Extract provided

^^^^

As always, our job at The Princeton Review is to give you the most up-to-date information as we receive it, so here is what we know so far about the new testing format and procedures.

The digital SAT exam will be computer adaptive.  

Essentially put, students will each get an SAT that is customized to their performance. The better they do on the first section, the harder the questions they'll get for the second—but also the more points each one will be worth. (There's still no penalty for guessing, but it behooves you to answer as accurately as possible on that first section so that you can maximize your opportunities on the second.)

The test will be shorter.

Testing fatigue is real, and we know that it's tough to stay focused for three hours. Well, your dreams have been answered: the new version of the test will be closer to two-ish hours. Less time will be needed overall for exam setup and time-consuming preamble, currently done by an in-person SAT monitor. In addition, the new exam will have shorter reading passages and more direct questions.

^^^^

Records to process
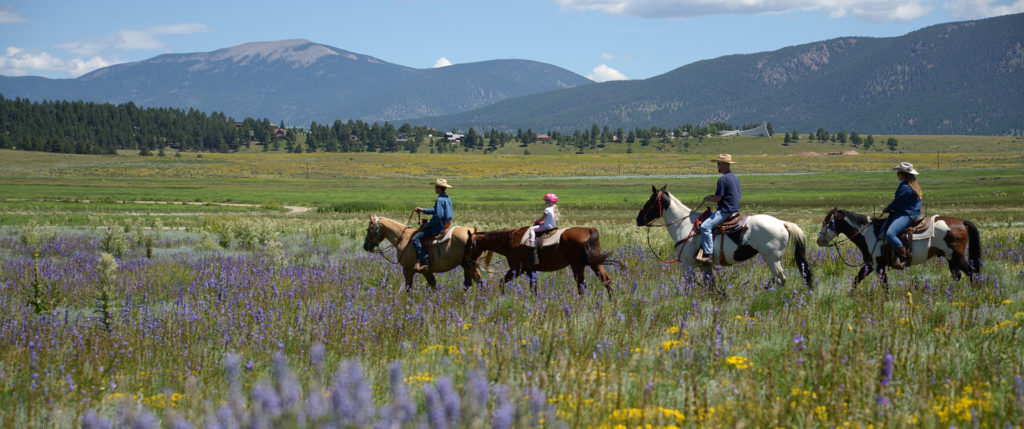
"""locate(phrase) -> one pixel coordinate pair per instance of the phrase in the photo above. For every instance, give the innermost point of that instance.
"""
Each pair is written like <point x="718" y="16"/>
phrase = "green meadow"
<point x="182" y="291"/>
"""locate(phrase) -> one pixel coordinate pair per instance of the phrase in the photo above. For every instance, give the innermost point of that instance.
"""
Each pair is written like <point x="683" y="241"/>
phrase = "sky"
<point x="600" y="39"/>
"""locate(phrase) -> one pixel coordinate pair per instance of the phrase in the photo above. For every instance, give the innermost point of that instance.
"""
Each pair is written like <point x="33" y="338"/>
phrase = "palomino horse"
<point x="952" y="239"/>
<point x="760" y="234"/>
<point x="577" y="248"/>
<point x="443" y="256"/>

^^^^

Given request A
Quote every line of the records word for word, omitting the pictures.
Given request B
Extend the passage on the digital SAT from the point where it ends.
The records have no connection to the SAT text.

Written reply A
"""locate(phrase) -> one pixel coordinate pair per instance of the phrase in the photo above. For every instance, give the innermost point of that instance.
"""
Each pair is written like <point x="718" y="16"/>
phrase = "green meadow"
<point x="182" y="291"/>
"""locate(phrase) -> one pixel coordinate pair per instance of the phrase in the photo above. For every instance, give the innermost point of that instance.
"""
Each pair is written like <point x="683" y="241"/>
phrase = "sky"
<point x="600" y="39"/>
"""locate(phrase) -> one pixel coordinate pair per instance of the phrase in the photo above. For every instance, give the innermost point of that instance.
"""
Each pair is written like <point x="33" y="338"/>
phrase = "palomino horse"
<point x="952" y="239"/>
<point x="760" y="234"/>
<point x="577" y="248"/>
<point x="443" y="256"/>

Written reply B
Calculator use is expanded, and you can bring your own.

In fact, the "no calculator" portion of the test is being removed. And all students will have access to a built-in graphic calculator (though they can still bring their own).

Computers will be provided.

Don’t worry if you don’t have your own computer. On test days, students will be able to bring their own computers or their own tablets if they choose, or they can use those provided directly at the testing center.

As more information becomes available, we will provide updates on our website and on our YouTube channel.

Please note: Students with special accommodations will be exempt.